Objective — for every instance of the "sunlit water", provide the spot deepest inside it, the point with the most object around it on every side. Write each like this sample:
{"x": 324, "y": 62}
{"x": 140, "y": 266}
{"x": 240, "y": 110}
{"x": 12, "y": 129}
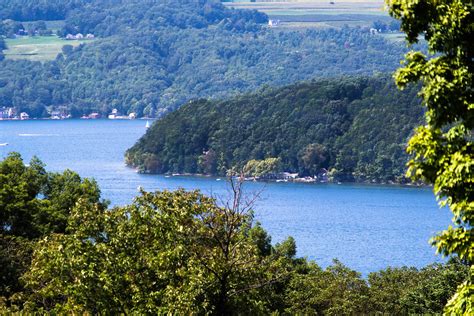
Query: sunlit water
{"x": 367, "y": 227}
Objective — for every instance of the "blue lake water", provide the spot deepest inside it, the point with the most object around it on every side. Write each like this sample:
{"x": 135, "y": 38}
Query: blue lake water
{"x": 366, "y": 227}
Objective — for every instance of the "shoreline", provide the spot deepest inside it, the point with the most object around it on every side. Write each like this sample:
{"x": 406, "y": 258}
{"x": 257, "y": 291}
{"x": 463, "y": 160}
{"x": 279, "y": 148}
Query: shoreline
{"x": 297, "y": 181}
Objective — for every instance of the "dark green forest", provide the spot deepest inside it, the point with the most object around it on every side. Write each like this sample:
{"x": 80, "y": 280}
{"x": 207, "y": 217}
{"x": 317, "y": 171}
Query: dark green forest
{"x": 63, "y": 251}
{"x": 356, "y": 127}
{"x": 150, "y": 57}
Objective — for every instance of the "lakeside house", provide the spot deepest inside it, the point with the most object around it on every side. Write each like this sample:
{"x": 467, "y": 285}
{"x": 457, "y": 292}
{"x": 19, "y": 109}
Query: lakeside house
{"x": 7, "y": 113}
{"x": 79, "y": 36}
{"x": 115, "y": 115}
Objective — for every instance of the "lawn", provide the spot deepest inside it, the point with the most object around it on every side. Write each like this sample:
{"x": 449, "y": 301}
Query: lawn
{"x": 37, "y": 48}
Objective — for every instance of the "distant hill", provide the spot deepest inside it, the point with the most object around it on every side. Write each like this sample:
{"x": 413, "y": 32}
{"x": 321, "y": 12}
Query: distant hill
{"x": 149, "y": 57}
{"x": 356, "y": 127}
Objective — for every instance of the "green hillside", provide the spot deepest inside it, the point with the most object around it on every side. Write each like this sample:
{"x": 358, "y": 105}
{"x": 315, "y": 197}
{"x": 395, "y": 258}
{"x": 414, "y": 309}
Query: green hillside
{"x": 151, "y": 57}
{"x": 356, "y": 127}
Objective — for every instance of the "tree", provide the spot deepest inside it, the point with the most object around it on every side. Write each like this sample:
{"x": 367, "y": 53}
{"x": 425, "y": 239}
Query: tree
{"x": 442, "y": 150}
{"x": 169, "y": 252}
{"x": 34, "y": 204}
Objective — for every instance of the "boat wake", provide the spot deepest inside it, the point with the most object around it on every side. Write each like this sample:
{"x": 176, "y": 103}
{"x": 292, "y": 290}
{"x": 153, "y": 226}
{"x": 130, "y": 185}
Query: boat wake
{"x": 37, "y": 135}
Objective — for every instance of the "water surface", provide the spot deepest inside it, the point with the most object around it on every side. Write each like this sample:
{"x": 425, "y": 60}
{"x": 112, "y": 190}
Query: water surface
{"x": 367, "y": 227}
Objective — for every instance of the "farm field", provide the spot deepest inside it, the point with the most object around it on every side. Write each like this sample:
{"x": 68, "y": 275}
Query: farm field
{"x": 37, "y": 48}
{"x": 320, "y": 13}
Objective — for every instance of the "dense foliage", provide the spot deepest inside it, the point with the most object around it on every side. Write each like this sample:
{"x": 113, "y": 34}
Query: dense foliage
{"x": 443, "y": 149}
{"x": 152, "y": 56}
{"x": 356, "y": 127}
{"x": 33, "y": 204}
{"x": 179, "y": 253}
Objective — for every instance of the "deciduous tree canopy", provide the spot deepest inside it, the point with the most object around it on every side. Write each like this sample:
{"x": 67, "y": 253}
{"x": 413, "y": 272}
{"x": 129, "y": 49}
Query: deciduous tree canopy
{"x": 357, "y": 127}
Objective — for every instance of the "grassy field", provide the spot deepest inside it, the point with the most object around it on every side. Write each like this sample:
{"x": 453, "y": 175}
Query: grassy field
{"x": 38, "y": 48}
{"x": 319, "y": 13}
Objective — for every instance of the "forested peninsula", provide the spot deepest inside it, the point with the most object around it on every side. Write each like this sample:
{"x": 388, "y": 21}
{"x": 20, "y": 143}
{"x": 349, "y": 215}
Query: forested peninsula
{"x": 149, "y": 57}
{"x": 352, "y": 128}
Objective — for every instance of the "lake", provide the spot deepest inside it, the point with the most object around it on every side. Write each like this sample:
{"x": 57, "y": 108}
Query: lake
{"x": 366, "y": 227}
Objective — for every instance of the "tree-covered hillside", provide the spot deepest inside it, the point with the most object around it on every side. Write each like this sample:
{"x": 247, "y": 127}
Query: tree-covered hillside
{"x": 150, "y": 57}
{"x": 356, "y": 127}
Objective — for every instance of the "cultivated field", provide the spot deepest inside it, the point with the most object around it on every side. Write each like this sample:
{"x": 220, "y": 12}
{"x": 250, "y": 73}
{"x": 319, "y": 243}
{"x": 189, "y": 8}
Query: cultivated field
{"x": 320, "y": 13}
{"x": 37, "y": 48}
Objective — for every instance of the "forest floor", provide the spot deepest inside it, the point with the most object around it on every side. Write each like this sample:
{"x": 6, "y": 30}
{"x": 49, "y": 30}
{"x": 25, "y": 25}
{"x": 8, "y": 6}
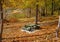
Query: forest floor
{"x": 47, "y": 33}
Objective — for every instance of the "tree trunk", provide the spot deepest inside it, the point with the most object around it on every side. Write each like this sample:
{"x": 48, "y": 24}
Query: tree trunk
{"x": 37, "y": 14}
{"x": 52, "y": 12}
{"x": 1, "y": 29}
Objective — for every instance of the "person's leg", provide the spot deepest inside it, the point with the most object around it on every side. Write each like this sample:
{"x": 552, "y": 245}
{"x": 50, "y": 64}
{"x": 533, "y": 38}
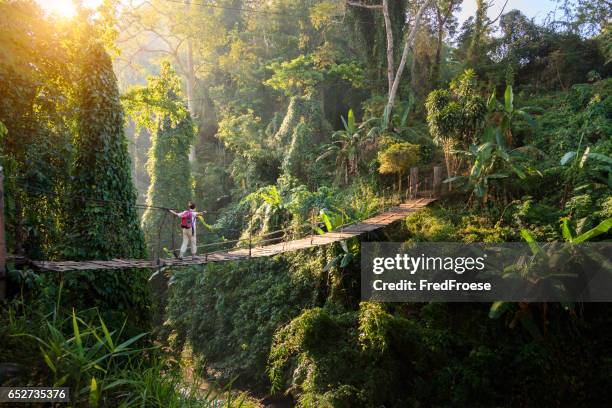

───

◆ 任务要求 ◆
把上面记录里所有含有“foliage”这个词的行都收集起来，一行一行照原样抄出。

◆ 任务结果 ◆
Objective — for every instance of the "dense foliage", provide the spot deepest inside it, the point with the most object around it on every side. Write each like this sample:
Query: dense foliage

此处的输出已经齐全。